» Prompt A: In the passage on spin-labeled nanobodies, reproduce the part that opens with the words containing "Nanobodies (i.e. single-domain" and closes with "via DEER spectroscopy.", substituting "EPR spectroscopy" for "DEER spectroscopy".
» Prompt B:
Using the passage on spin-labeled nanobodies, answer these questions:
(i) What use of spin-labeled nanobodies does the passage propose?
(ii) Which proteins do the studied nanobodies target?
(iii) In which environments have these molecular machines been studied?
» Prompt C: According to the passage on spin-labeled nanobodies, why are nanobodies promising new tools for in-cell applications?
[Opening Exercise passage section]
Nanobodies (i.e. single-domain antibodies) are promising new tools for in-cell applications due to their low molecular weight, protein- and state- specificity, nano- or sub-nano-molar affinity to their target and the possibility to be inserted into cells. We propose here the use of spin-labeled nanobodies as conformational reporters of wild type unlabeled proteins via DEER spectroscopy.
We focused on a set of spin-labeled nanobodies targeting ABC transporters, proteins that couple the energy deriving from the binding and hydrolysis of ATP to large conformational changes that enable substrate translocation across membranes. These molecular machines have been studied in different environments (as detergent, liposomes and nanodiscs) via different techniques[1,2]; in this framework, the challenge ahead is the investigation of their conformational plasticity in a native environment.
[Closing Exercise passage section]
[Opening Dataset records section]
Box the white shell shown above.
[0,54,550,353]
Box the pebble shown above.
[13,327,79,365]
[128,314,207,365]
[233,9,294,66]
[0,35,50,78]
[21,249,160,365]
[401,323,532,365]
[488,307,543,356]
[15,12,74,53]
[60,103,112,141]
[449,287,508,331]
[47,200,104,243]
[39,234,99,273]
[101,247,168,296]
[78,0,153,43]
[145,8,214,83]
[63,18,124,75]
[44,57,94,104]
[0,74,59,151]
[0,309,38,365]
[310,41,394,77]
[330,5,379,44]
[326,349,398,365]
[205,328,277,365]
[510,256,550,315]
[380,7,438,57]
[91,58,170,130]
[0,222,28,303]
[Closing Dataset records section]
» Response A:
Nanobodies (i.e. single-domain antibodies) are promising new tools for in-cell applications due to their low molecular weight, protein- and state- specificity, nano- or sub-nano-molar affinity to their target and the possibility to be inserted into cells. We propose here the use of spin-labeled nanobodies as conformational reporters of wild type unlabeled proteins via EPR spectroscopy.

» Response B:
(i) As conformational reporters of wild type unlabeled proteins via DEER spectroscopy.
(ii) ABC transporters.
(iii) In detergent, liposomes and nanodiscs.

» Response C: They have a low molecular weight and are specific to both protein and state. They bind their target with nano- or sub-nano-molar affinity and can be inserted into cells.